Copy the records below word for word, from the line with "the girl's arm" through the last line of the records, including both ends.

================================

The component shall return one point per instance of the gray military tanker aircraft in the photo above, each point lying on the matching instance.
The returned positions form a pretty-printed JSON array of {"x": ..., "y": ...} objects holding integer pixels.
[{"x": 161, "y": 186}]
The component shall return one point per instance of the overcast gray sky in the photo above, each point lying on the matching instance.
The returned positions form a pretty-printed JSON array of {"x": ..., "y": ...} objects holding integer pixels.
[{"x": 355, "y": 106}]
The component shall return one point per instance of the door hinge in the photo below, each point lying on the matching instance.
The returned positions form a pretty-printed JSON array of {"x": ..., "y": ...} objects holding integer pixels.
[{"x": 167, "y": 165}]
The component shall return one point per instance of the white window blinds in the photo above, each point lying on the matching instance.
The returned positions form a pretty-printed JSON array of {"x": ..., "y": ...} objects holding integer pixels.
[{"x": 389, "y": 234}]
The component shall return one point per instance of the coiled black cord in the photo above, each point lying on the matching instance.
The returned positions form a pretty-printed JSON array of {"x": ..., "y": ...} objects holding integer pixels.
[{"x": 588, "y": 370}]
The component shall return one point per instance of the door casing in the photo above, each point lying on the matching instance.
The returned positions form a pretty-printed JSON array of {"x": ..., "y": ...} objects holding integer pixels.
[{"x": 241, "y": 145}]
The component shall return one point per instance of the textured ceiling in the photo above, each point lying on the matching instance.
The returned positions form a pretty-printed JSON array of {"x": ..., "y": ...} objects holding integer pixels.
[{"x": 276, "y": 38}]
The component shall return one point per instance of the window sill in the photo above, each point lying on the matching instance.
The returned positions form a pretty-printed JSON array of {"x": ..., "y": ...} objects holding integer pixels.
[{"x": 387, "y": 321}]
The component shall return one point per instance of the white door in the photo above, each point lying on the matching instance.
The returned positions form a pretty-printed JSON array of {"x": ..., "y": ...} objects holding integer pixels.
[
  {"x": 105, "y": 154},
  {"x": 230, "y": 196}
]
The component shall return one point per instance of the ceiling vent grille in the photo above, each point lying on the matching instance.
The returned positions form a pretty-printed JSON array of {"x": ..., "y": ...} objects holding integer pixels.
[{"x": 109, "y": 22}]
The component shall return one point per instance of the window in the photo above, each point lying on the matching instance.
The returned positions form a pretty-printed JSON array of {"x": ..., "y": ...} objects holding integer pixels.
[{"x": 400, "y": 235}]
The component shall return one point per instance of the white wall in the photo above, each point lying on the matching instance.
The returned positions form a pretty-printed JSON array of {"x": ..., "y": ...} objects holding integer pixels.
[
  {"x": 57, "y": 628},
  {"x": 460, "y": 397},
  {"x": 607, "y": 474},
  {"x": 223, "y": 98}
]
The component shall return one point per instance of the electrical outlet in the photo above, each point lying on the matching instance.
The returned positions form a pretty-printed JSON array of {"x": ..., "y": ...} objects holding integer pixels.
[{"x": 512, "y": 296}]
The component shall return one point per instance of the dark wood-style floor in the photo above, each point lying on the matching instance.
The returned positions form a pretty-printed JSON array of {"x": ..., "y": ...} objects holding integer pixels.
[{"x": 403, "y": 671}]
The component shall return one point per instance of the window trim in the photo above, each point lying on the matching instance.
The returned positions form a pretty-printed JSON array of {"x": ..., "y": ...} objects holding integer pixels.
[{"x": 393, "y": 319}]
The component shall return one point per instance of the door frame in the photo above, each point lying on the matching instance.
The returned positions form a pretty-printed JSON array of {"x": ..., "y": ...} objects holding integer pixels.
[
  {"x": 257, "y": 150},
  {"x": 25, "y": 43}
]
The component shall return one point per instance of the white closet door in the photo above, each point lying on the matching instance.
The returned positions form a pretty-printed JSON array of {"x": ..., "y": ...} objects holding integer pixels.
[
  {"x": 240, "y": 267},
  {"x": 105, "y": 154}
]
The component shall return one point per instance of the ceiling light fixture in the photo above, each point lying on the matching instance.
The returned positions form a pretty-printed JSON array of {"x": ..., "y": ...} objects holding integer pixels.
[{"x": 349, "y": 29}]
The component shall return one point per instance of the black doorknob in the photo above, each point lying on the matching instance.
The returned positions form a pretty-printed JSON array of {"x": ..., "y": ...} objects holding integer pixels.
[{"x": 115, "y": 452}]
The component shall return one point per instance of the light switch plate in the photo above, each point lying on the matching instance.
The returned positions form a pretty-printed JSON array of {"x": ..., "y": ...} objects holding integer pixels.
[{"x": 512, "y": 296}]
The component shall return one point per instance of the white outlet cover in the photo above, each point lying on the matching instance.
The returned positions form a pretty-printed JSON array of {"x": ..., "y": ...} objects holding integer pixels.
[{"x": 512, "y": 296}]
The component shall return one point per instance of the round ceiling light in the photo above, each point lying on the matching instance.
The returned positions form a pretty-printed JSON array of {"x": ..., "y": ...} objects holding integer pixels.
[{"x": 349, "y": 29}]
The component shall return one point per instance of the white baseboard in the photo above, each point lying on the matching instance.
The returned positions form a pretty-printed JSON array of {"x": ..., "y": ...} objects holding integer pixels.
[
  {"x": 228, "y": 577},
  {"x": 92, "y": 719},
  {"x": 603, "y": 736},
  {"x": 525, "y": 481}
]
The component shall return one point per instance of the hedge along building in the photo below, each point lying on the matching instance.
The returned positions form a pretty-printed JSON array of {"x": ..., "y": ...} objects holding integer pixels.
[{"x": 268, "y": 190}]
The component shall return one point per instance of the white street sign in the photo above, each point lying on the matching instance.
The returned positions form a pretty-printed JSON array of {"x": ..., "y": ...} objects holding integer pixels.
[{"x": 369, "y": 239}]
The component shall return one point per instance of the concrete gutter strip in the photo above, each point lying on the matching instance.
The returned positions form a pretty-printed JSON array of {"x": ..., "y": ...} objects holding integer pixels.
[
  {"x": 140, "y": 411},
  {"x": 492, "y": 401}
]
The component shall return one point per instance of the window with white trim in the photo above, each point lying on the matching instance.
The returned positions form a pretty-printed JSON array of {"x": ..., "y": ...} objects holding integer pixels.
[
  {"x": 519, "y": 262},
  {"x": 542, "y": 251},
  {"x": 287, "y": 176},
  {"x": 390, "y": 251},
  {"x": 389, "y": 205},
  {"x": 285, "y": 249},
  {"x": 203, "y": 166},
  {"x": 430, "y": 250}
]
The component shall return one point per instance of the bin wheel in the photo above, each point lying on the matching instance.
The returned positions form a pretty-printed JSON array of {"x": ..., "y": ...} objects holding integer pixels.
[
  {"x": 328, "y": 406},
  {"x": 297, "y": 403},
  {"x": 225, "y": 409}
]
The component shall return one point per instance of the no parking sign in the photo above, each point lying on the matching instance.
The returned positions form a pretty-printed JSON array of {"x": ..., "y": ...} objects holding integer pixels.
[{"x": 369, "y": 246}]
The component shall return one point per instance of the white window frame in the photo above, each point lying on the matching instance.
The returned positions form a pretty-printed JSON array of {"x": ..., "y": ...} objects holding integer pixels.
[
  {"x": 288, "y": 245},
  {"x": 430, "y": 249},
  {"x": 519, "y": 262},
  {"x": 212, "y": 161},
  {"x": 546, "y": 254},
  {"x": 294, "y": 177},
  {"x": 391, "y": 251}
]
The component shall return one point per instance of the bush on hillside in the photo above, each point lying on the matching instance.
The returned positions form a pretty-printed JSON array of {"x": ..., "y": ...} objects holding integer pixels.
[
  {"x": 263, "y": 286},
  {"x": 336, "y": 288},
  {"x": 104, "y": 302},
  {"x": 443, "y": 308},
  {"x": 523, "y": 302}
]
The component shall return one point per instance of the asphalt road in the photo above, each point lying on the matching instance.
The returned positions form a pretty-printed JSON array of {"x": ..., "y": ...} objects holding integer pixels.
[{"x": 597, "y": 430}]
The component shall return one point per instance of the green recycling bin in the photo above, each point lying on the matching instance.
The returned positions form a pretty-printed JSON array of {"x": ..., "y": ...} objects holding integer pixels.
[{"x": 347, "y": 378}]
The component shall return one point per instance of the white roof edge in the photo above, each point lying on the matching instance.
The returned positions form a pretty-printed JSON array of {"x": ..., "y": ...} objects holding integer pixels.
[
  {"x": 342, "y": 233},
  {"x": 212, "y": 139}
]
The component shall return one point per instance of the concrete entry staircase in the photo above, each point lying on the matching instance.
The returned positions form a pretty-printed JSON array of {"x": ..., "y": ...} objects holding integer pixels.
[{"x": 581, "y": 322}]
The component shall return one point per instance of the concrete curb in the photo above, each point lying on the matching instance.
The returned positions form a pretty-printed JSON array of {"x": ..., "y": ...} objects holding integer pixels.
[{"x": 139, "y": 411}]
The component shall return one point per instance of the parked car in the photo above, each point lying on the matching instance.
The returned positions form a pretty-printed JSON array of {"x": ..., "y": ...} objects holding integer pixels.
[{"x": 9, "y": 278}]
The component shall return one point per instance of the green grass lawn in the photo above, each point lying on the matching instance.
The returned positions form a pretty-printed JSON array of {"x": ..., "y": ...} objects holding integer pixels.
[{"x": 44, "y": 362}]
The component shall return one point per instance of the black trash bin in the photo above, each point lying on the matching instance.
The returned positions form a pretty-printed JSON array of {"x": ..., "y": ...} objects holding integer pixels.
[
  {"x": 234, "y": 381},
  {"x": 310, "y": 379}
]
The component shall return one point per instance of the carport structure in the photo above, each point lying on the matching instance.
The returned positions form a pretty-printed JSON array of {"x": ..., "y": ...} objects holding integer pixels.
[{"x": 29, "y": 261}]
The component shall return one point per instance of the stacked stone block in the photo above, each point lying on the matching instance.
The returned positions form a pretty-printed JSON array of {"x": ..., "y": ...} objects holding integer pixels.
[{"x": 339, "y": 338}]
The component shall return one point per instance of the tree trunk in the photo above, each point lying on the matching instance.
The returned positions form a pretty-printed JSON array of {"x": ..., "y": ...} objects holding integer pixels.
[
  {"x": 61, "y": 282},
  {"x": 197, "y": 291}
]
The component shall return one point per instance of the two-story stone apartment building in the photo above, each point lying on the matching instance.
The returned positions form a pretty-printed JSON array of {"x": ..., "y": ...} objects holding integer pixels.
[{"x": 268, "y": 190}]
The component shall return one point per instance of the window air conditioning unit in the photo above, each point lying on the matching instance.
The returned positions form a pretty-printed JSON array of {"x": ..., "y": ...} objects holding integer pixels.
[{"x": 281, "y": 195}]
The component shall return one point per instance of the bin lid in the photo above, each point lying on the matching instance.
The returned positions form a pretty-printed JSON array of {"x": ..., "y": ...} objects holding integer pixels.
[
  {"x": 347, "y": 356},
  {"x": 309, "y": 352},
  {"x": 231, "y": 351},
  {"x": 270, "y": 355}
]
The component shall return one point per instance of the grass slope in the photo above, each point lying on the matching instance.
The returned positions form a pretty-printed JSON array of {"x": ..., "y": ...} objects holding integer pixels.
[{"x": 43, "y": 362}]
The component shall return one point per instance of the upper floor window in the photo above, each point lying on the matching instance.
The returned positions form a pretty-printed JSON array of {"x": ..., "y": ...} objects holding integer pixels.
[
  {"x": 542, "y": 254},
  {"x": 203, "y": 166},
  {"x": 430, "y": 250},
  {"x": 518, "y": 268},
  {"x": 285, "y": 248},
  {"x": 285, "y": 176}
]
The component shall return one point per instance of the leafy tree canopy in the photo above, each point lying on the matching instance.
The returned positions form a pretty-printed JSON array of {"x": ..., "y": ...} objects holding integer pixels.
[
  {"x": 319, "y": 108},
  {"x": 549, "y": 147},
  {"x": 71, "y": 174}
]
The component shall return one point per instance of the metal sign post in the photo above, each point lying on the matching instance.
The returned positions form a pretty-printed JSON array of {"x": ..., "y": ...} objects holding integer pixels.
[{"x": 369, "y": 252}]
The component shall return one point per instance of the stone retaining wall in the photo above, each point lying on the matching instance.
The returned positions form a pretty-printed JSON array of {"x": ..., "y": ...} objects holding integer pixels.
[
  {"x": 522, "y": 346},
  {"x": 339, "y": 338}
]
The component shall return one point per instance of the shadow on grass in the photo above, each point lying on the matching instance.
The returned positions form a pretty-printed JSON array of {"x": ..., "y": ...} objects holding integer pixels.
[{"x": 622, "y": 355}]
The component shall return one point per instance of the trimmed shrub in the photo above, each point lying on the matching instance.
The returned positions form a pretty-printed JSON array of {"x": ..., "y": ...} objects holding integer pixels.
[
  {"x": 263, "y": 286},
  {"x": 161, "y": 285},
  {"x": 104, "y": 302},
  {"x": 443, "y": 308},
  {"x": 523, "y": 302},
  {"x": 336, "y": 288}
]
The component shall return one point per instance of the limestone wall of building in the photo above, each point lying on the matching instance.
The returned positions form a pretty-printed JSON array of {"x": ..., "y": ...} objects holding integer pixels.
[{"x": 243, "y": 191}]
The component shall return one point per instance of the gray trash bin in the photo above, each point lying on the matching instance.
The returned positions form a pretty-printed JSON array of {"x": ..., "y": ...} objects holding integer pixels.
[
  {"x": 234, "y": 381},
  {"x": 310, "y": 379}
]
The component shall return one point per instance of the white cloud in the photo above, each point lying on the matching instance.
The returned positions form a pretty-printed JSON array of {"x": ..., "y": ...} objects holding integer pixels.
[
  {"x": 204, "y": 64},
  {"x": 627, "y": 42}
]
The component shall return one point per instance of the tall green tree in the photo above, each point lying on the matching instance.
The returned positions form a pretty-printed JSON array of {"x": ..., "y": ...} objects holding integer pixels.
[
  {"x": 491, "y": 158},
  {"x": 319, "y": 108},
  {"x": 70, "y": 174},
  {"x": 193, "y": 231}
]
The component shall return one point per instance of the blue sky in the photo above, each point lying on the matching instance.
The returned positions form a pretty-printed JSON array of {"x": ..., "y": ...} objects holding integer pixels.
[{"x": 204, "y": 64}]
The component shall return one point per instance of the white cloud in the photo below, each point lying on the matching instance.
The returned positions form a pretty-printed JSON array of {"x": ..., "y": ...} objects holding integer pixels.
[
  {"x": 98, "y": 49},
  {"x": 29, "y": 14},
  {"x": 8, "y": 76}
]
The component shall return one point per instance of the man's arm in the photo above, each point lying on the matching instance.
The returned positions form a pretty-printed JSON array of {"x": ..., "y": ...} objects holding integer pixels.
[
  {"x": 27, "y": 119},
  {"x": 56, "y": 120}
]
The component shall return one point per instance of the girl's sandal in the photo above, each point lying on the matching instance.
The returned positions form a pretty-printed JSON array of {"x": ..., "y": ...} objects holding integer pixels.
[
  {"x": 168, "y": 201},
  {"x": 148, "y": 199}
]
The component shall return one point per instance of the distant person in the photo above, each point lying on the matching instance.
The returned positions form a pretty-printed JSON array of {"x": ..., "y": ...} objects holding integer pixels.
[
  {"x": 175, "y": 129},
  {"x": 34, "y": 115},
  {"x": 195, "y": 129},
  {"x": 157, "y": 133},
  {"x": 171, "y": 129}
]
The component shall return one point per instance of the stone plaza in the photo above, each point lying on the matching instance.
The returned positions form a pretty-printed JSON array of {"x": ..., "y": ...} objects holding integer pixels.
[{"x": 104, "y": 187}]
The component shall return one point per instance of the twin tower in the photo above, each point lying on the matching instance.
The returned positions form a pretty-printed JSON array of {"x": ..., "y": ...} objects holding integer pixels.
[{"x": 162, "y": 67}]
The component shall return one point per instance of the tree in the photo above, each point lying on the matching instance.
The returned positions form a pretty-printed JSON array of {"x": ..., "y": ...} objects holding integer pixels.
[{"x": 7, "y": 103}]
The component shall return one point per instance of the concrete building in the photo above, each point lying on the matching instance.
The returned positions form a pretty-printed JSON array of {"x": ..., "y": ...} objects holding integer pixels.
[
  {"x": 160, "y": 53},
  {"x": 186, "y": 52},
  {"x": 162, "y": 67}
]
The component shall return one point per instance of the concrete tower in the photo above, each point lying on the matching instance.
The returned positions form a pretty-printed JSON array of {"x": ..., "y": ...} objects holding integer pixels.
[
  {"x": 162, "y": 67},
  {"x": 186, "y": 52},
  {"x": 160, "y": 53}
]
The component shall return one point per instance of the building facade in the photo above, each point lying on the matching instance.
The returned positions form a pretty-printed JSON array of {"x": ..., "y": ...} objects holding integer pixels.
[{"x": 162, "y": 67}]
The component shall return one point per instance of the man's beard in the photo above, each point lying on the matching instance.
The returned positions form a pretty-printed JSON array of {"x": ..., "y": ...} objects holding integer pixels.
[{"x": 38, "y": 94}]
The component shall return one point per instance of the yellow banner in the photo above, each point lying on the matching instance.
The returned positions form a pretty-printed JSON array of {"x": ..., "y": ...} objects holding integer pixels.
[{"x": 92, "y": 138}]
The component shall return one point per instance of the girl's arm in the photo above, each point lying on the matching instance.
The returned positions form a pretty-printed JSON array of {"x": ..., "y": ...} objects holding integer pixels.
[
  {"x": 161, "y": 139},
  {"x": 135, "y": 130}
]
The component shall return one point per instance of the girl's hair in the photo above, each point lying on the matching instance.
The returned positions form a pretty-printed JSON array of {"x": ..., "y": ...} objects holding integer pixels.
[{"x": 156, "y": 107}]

================================

Completed exercise:
The component shall return one point per instance of the girl's arm in the photo above, each point lying on the matching instance.
The returned positions form a pretty-printed JSON array of {"x": ..., "y": ...} objects holding integer pixels.
[
  {"x": 161, "y": 139},
  {"x": 135, "y": 130}
]
The component shall return one point per instance of the girl's hair in the photo above, each point lying on the matching instance.
The returned positions form a pretty-printed JSON array of {"x": ..., "y": ...} objects holding integer pixels.
[{"x": 156, "y": 107}]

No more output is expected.